• [WHAT TO WORK ON] Copy the passage of the NYISO market summary that begins with the words "Average natural gas" and ends after "pandemic, the MMU said.", and switch every "the city" in it to "New York City".

• [EXTRACT]

****************************************

NYISO energy markets performed competitively in the third quarter of 2020, but the use of out-of-market actions to meet local and statewide reliability needs was a significant concern, the Market Monitoring Unit said Monday.
“One of the big themes in this quarter, partly because of relatively low load levels and low natural gas prices, was the frequent use of out-of-market [OOM] actions to maintain reliability and transmission security,” Pallas LeeVanSchaick of Potomac Economics said in presenting the Market Monitoring Unit’s State of the Market report for the third quarter to the Installed Capacity/Market Issues Working Group. “To the extent that you’re meeting reliability needs through out-of-market actions, you’re not providing efficient market signals for investment to meet those needs.”
For the second consecutive quarter, capacity costs constituted the majority of New York City’s all-in prices (62%), because of an increased locational minimum installed capacity requirement (LCR) and very low energy prices, he said. (See “Pandemic Reduced NYC Load by 11%,” NYISO Q2 Energy Prices, Load at 10-Year+ Lows.)
All-in prices ranged from $22/MWh in the North (Zone D) to $69/MWh in the city (Zone J). Prices were up in Zones A-F (1 to 11%) and in the city (21%), but down 18% in the Hudson Valley (Zone G) and 6% in Long Island (Zone K).
Average natural gas prices fell 15 to 24% from a year ago, resulting in the lowest quarterly average price for a third quarter since at least 2009.
Average load fell slightly, but peak load also rose slightly. The COVID-19 pandemic may have reduced average load by about 3% for the quarter, the MMU said. Load reductions were largest in the city (6%), while many other regions saw increased load for the quarter, such as 2% in Long Island.
Nonetheless, load levels were comparable to levels in the same period a year ago as warmer summer weather largely offset the effects of the pandemic, the MMU said.
OOM a High Priority
“In New York City we saw out-of-market commitments daily to maintain adequate reserves to satisfy N-1-1-0 criteria for some of the 138-kV load pockets as well as for the 345-kV system,” LeeVanSchaick said. “Again, that’s important because those are some of the same areas where reliability needs are being identified by [NYISO], as well as where you have byway deliverability bottlenecks that could make it harder for generation to interconnect in certain areas.”
NYISO has greatly reduced the use of OOM actions to manage congestion in upstate New York over the last two years by modeling most 115-kV transmission constraints in the day-ahead and real-time market models, he said.
In New York City, some local reliability needs are met by Consolidated Edison making manual commitments. In other cases there are constraints in NYISO software that cause a resource to be committed OOM but do not result in prices reflecting local grid needs. So, “it’s not that the NYISO doesn’t see the constraint; it’s that there is no local reserve requirement that sets a clearing price that can be paid to all resources for providing local reserves, so you have to commit something out of market,” LeeVanSchaick said.
Bid production cost guarantee (BPCG), or uplift, payments totaled $20.6 million, up 16%; 26% of BPCG payments were to New York City units, and 63% were to Long Island units, for local reliability needs, the MMU said.
The report lists modeling reserves dynamically and having local reserve requirements to reflect N-1-1-0 criteria as high-priority recommendations.

****************************************

• [INFORMATION PROVIDED]
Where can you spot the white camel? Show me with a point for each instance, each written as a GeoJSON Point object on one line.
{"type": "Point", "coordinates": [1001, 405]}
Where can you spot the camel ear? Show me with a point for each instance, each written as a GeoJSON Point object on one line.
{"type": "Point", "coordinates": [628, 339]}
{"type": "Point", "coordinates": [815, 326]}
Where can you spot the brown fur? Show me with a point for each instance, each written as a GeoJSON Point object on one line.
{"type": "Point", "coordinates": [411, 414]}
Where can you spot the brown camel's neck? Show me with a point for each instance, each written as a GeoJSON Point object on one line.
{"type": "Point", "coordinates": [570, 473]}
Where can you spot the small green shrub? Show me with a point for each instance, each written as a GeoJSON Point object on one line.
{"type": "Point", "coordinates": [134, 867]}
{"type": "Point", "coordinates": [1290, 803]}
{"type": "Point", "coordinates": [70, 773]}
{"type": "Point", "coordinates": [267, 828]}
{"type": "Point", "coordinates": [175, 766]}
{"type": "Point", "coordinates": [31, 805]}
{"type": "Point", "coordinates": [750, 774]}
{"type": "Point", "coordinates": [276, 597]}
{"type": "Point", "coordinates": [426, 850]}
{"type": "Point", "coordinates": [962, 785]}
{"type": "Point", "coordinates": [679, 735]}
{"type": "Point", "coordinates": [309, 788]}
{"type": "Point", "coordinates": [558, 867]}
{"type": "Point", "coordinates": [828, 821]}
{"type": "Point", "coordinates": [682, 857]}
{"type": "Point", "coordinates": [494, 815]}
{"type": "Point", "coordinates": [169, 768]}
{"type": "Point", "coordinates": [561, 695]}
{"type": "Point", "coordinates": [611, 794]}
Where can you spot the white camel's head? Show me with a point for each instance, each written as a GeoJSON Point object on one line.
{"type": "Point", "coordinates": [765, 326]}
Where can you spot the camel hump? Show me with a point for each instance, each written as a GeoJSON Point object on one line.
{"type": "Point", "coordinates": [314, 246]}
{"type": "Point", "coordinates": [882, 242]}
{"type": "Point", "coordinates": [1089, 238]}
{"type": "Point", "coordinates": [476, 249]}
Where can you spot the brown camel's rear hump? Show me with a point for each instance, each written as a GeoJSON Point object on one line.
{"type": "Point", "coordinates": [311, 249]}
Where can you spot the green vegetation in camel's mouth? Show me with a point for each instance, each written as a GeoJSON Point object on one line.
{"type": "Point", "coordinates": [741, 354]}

****************************************

• [REPLY]
Average natural gas prices fell 15 to 24% from a year ago, resulting in the lowest quarterly average price for a third quarter since at least 2009.
Average load fell slightly, but peak load also rose slightly. The COVID-19 pandemic may have reduced average load by about 3% for the quarter, the MMU said. Load reductions were largest in New York City (6%), while many other regions saw increased load for the quarter, such as 2% in Long Island.
Nonetheless, load levels were comparable to levels in the same period a year ago as warmer summer weather largely offset the effects of the pandemic, the MMU said.